DO THIS
Substitute "outer ring" for "exterior ring" in the lines starting at the one that contains "Please give the outline of every instance of the khaki" and ending with the one that contains "POLYGON ((114 116, 115". Reproduce only those lines, with nothing else altered.

THE RECORDS
========

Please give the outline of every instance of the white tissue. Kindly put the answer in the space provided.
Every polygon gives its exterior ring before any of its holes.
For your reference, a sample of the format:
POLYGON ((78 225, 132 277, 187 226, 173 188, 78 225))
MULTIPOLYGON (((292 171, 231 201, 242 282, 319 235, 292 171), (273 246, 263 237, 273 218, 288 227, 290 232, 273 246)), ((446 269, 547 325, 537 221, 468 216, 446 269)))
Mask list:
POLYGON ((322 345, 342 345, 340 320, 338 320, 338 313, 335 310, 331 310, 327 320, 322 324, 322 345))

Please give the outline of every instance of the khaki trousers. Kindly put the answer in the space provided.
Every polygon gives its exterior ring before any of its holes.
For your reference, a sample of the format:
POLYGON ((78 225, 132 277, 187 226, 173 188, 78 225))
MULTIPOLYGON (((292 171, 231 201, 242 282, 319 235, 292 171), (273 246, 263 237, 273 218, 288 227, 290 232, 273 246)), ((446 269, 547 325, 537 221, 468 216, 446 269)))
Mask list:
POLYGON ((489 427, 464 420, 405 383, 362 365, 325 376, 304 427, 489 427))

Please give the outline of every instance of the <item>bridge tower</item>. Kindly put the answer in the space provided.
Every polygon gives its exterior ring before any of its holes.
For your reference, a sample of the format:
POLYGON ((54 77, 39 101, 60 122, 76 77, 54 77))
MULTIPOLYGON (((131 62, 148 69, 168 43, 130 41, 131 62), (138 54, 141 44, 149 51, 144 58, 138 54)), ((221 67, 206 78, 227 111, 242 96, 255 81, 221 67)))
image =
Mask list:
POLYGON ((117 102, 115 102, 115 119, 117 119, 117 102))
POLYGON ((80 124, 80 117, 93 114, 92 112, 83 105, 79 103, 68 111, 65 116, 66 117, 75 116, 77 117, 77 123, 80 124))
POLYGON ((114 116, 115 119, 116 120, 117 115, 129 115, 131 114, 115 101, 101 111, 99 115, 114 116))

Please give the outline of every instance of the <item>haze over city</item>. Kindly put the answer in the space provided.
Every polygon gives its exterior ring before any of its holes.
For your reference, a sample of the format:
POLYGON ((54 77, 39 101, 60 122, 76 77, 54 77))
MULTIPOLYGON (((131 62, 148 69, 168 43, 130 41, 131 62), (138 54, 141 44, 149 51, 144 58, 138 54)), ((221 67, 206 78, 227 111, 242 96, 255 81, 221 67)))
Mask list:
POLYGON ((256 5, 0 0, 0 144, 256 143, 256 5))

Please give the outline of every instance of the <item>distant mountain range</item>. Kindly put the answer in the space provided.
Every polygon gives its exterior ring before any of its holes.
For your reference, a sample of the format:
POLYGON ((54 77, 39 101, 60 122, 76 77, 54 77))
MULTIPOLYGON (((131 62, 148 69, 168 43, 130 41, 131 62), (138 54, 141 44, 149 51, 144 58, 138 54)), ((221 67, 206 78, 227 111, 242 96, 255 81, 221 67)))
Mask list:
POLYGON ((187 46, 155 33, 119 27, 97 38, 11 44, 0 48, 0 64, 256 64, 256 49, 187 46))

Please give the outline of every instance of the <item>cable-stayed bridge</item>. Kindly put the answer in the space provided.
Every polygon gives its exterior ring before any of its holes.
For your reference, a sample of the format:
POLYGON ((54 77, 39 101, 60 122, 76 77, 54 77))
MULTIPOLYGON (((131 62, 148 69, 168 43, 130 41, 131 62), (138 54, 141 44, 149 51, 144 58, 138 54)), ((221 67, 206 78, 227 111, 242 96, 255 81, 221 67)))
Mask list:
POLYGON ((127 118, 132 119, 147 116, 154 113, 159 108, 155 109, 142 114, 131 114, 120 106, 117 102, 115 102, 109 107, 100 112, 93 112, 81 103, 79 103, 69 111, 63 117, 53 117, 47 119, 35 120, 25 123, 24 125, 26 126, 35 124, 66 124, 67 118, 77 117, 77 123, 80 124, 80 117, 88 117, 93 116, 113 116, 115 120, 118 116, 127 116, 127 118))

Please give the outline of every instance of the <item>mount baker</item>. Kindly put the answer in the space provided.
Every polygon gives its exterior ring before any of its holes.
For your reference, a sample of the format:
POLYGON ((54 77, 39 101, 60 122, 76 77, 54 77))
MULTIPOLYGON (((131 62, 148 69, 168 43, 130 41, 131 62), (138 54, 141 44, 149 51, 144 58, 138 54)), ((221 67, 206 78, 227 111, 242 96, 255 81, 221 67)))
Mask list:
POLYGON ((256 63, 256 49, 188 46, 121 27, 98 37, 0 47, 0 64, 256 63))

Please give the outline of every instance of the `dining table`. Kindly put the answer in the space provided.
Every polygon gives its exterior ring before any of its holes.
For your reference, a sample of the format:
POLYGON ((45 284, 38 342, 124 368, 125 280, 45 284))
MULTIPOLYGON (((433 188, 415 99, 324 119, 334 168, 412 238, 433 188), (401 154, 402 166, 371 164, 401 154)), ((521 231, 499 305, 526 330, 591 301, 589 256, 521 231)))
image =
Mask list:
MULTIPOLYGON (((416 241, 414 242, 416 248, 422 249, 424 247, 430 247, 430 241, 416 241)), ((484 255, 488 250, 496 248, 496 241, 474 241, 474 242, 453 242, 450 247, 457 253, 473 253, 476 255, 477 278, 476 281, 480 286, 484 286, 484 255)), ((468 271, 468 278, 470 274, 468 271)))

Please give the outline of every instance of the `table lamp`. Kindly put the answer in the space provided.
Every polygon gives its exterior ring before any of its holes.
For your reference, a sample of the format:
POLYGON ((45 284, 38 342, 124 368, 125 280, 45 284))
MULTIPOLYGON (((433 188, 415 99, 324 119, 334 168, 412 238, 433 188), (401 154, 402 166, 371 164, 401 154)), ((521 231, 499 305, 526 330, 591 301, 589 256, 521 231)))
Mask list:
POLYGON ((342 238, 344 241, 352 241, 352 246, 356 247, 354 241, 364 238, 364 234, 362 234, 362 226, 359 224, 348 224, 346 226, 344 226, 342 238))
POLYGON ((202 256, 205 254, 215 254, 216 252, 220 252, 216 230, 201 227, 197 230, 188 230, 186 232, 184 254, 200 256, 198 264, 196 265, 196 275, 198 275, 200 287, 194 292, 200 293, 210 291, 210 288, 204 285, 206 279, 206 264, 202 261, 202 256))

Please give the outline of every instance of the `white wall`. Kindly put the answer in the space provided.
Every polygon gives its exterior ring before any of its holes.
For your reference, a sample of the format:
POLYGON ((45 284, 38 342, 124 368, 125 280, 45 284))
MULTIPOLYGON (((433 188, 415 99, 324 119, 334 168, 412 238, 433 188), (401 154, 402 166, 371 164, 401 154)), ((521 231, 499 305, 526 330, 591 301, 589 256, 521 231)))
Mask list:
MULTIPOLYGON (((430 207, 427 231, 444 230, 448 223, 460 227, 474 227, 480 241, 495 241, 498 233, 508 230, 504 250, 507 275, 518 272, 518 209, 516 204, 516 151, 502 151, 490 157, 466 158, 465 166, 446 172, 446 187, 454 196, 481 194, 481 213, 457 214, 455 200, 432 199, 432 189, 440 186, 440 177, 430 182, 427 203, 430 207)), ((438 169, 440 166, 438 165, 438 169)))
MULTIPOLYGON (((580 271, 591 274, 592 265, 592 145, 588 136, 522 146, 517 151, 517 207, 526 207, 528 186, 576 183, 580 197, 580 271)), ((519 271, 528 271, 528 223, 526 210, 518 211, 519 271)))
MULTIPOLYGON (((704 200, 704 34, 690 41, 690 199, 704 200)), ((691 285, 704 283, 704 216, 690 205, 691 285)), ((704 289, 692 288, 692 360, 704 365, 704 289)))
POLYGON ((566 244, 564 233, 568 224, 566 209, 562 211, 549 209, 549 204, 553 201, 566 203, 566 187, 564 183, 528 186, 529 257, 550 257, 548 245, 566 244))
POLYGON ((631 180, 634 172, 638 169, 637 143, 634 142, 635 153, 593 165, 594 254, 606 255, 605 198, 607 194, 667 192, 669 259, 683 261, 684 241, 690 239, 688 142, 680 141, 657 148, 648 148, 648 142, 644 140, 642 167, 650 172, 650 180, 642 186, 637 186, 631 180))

========

CORRECT RESPONSE
Please give the outline of every instance of the khaki trousers. Kindly put the answer in the space provided.
Every polygon gives its outer ring before any of its holes.
For your reference, a sample of the format:
POLYGON ((78 225, 132 277, 187 226, 173 188, 78 225))
MULTIPOLYGON (((292 171, 231 201, 242 282, 319 235, 292 171), (273 246, 263 237, 273 218, 288 227, 290 232, 273 246)), ((446 269, 547 325, 537 221, 468 216, 446 269)))
Mask list:
POLYGON ((489 427, 464 420, 405 383, 362 365, 325 376, 304 427, 489 427))

Please give the outline of every instance of the <item>bridge tower</item>. Kindly put the answer in the space provided.
Every polygon gives its outer ring before any of its holes.
For your reference, a sample of the format:
POLYGON ((54 77, 39 101, 60 122, 76 77, 54 77))
MULTIPOLYGON (((131 62, 148 69, 168 43, 130 41, 131 62), (138 54, 141 44, 149 51, 144 58, 138 54)), ((221 67, 206 78, 227 111, 242 96, 255 81, 221 67)))
image =
Mask list:
POLYGON ((117 102, 115 102, 115 119, 117 119, 117 102))
POLYGON ((80 124, 80 117, 93 114, 92 112, 83 105, 79 103, 68 111, 65 116, 66 117, 75 116, 77 117, 77 123, 80 124))
POLYGON ((114 116, 115 119, 116 120, 117 115, 129 115, 131 114, 115 101, 101 111, 99 115, 114 116))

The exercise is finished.